[Dataset excerpts on pointing at objects]
= = = = =

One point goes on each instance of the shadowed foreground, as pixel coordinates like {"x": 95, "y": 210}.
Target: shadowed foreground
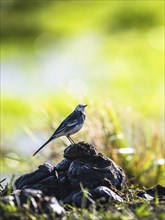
{"x": 83, "y": 178}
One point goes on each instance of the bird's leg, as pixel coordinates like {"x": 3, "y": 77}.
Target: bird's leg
{"x": 70, "y": 139}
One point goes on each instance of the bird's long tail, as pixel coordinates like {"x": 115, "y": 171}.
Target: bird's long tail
{"x": 50, "y": 139}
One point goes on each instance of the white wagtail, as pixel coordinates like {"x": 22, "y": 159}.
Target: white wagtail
{"x": 72, "y": 124}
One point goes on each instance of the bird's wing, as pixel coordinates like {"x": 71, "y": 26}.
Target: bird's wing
{"x": 70, "y": 121}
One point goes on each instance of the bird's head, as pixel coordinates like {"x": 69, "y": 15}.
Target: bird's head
{"x": 80, "y": 108}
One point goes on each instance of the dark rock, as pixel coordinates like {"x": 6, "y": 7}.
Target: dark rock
{"x": 79, "y": 150}
{"x": 63, "y": 165}
{"x": 82, "y": 167}
{"x": 42, "y": 172}
{"x": 93, "y": 172}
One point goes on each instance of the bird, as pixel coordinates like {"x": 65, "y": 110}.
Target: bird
{"x": 70, "y": 125}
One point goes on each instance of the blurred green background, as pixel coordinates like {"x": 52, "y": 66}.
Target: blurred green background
{"x": 107, "y": 54}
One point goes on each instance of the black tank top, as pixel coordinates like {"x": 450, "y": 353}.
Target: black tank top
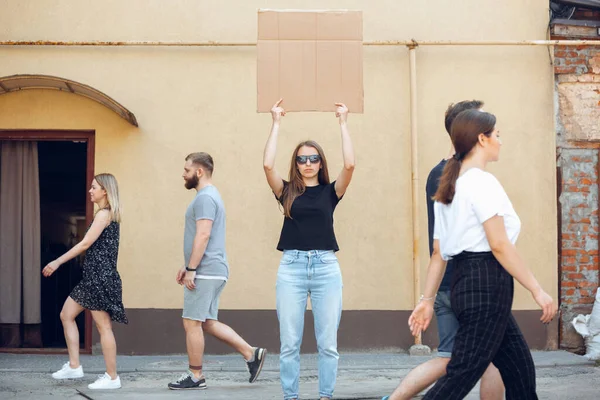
{"x": 311, "y": 225}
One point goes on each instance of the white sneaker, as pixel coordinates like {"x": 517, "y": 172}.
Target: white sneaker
{"x": 106, "y": 382}
{"x": 66, "y": 372}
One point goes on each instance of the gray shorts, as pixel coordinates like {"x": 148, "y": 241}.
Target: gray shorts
{"x": 202, "y": 303}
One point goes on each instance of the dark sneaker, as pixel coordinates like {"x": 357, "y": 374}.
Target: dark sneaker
{"x": 185, "y": 381}
{"x": 255, "y": 366}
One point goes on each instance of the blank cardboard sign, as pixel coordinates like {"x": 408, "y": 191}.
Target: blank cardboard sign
{"x": 311, "y": 59}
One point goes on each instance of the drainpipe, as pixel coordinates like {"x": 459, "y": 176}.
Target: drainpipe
{"x": 418, "y": 348}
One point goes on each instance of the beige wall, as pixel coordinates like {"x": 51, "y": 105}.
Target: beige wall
{"x": 191, "y": 99}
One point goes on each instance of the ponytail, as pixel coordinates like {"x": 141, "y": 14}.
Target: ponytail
{"x": 447, "y": 186}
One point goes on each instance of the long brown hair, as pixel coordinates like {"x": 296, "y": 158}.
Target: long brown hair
{"x": 296, "y": 185}
{"x": 465, "y": 131}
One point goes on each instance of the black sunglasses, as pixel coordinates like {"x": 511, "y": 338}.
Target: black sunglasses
{"x": 315, "y": 158}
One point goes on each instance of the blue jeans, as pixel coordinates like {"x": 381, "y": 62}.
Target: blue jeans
{"x": 447, "y": 323}
{"x": 301, "y": 274}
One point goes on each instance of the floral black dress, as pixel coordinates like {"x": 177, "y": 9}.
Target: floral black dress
{"x": 100, "y": 289}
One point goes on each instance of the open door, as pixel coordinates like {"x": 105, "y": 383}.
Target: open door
{"x": 64, "y": 163}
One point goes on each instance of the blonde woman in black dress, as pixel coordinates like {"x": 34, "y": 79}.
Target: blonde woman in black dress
{"x": 100, "y": 289}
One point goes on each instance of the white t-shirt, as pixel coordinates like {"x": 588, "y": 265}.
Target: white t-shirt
{"x": 459, "y": 225}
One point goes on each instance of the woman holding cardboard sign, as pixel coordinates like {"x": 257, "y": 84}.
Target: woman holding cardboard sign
{"x": 309, "y": 266}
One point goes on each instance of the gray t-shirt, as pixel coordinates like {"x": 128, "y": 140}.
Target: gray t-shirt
{"x": 207, "y": 205}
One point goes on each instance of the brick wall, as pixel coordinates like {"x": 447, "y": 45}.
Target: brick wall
{"x": 577, "y": 60}
{"x": 578, "y": 206}
{"x": 577, "y": 70}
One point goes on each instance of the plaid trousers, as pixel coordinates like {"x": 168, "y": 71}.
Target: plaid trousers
{"x": 482, "y": 296}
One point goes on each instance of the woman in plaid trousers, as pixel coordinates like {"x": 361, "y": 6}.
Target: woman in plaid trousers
{"x": 477, "y": 226}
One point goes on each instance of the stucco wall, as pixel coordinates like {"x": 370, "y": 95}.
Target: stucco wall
{"x": 192, "y": 99}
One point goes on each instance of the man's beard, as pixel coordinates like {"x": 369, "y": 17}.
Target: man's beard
{"x": 192, "y": 182}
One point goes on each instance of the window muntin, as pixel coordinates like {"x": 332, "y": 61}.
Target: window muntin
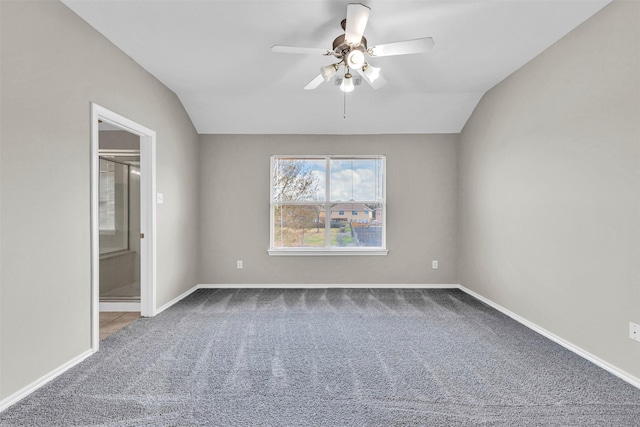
{"x": 351, "y": 189}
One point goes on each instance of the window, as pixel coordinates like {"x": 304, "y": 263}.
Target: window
{"x": 310, "y": 196}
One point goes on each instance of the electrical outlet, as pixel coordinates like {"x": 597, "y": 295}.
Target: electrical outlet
{"x": 634, "y": 331}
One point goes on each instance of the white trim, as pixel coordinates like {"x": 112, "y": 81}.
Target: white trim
{"x": 177, "y": 299}
{"x": 147, "y": 214}
{"x": 327, "y": 252}
{"x": 327, "y": 286}
{"x": 558, "y": 340}
{"x": 25, "y": 391}
{"x": 119, "y": 306}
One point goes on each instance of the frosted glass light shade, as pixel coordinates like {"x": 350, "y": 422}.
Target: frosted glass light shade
{"x": 371, "y": 72}
{"x": 347, "y": 83}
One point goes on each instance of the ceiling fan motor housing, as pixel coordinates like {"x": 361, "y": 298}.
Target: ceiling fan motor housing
{"x": 352, "y": 55}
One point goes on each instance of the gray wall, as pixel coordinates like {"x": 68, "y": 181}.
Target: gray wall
{"x": 421, "y": 211}
{"x": 53, "y": 66}
{"x": 550, "y": 189}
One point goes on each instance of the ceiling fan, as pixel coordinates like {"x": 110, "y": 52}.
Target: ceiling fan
{"x": 351, "y": 48}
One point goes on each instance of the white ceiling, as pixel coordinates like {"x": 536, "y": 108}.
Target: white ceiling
{"x": 215, "y": 55}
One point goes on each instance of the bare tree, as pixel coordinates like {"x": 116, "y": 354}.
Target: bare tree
{"x": 294, "y": 181}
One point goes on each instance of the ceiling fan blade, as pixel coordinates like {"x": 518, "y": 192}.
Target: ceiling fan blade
{"x": 378, "y": 83}
{"x": 314, "y": 83}
{"x": 402, "y": 48}
{"x": 301, "y": 50}
{"x": 357, "y": 17}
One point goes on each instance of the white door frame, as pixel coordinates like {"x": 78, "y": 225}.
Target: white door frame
{"x": 147, "y": 215}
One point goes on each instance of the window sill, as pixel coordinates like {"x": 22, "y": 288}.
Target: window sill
{"x": 326, "y": 252}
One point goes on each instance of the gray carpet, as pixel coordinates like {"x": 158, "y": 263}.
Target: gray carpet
{"x": 330, "y": 357}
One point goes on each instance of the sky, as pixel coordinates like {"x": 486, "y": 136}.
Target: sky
{"x": 351, "y": 179}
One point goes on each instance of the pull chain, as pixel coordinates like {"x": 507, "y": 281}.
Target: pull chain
{"x": 344, "y": 105}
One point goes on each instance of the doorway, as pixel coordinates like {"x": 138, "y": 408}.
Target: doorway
{"x": 123, "y": 217}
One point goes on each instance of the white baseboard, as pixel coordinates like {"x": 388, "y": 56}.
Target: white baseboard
{"x": 15, "y": 397}
{"x": 25, "y": 391}
{"x": 558, "y": 340}
{"x": 325, "y": 286}
{"x": 176, "y": 299}
{"x": 120, "y": 306}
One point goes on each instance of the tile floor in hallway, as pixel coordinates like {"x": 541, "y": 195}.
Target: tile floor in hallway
{"x": 113, "y": 321}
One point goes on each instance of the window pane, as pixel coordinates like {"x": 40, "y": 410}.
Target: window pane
{"x": 299, "y": 180}
{"x": 356, "y": 225}
{"x": 298, "y": 226}
{"x": 356, "y": 179}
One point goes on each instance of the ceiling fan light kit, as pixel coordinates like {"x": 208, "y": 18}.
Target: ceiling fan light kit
{"x": 351, "y": 47}
{"x": 347, "y": 83}
{"x": 329, "y": 71}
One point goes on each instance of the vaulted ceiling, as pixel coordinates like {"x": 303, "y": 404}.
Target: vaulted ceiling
{"x": 215, "y": 55}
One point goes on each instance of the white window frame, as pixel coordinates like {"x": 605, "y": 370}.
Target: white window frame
{"x": 328, "y": 250}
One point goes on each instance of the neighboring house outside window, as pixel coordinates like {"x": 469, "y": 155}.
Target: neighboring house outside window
{"x": 351, "y": 189}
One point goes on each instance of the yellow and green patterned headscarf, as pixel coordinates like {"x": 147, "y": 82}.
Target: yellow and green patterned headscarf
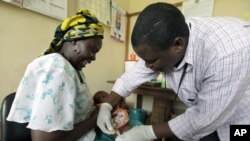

= = = = =

Replace "vaulted ceiling" with "sloped ceiling" in the rows from the line with "One point goes on each instance of the ceiling fan light" up to and including the last line of the rows, leaving everything else unchanged. Write out only those lines, and leave the pictures out.

### Complete answer:
One point goes on each instance of the ceiling fan light kit, as pixel coordinates like {"x": 208, "y": 18}.
Target: ceiling fan light kit
{"x": 351, "y": 47}
{"x": 347, "y": 83}
{"x": 329, "y": 71}
One point goes on each instance of the sloped ceiling, as pixel coordinates like {"x": 303, "y": 404}.
Target: sloped ceiling
{"x": 215, "y": 55}
One point goes on each instance of the white window frame, as pixel coordinates like {"x": 605, "y": 370}.
Target: white window frame
{"x": 328, "y": 250}
One point goes on each instance of the neighboring house outside window, as pixel coordinates like {"x": 469, "y": 155}.
Target: neighboring house outside window
{"x": 351, "y": 189}
One point goes on each instance of the yellow and green patterned headscarf, as pixel coordinates like {"x": 147, "y": 82}.
Target: yellow and green patterned headscarf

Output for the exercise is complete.